Return each row below that contains the word "water".

Stored dataset rows:
━━━

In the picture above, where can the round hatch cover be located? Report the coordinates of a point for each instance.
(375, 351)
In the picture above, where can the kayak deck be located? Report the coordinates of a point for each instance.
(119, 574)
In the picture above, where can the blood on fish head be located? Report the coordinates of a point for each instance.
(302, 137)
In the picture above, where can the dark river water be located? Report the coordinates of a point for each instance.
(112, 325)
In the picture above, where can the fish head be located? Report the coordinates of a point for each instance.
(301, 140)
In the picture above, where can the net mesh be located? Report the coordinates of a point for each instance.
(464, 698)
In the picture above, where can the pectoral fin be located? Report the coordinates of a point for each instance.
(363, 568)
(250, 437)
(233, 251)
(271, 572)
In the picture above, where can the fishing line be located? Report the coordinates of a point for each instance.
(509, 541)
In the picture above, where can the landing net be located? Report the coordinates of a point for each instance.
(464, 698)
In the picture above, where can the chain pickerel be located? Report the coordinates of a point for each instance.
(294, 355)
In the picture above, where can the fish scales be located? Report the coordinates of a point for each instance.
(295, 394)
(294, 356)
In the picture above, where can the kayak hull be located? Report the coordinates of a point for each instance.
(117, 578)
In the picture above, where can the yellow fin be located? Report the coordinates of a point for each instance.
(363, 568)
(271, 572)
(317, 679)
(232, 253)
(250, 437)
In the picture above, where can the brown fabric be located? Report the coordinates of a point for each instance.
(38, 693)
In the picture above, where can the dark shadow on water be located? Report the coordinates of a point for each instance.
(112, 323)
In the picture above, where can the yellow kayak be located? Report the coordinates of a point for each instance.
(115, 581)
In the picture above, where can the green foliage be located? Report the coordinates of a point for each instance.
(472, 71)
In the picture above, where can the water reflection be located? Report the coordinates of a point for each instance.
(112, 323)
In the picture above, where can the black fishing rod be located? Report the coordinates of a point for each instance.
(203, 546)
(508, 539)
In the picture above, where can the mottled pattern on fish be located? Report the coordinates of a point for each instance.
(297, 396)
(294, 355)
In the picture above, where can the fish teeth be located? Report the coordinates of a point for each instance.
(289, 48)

━━━

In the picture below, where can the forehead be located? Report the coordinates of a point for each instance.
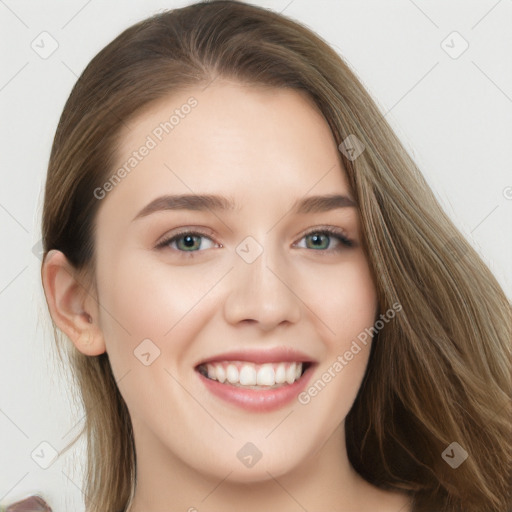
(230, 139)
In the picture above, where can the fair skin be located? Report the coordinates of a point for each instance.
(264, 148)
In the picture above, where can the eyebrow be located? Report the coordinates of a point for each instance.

━━━

### Correct response
In the picture above, where can the dark river water be located? Report the coordinates of a point for each instance.
In the picture above, where can the dark shadow on water be located? Report the coordinates of a point for each instance.
In the picture above, where can the water reflection be located? Report the coordinates of a point for each instance.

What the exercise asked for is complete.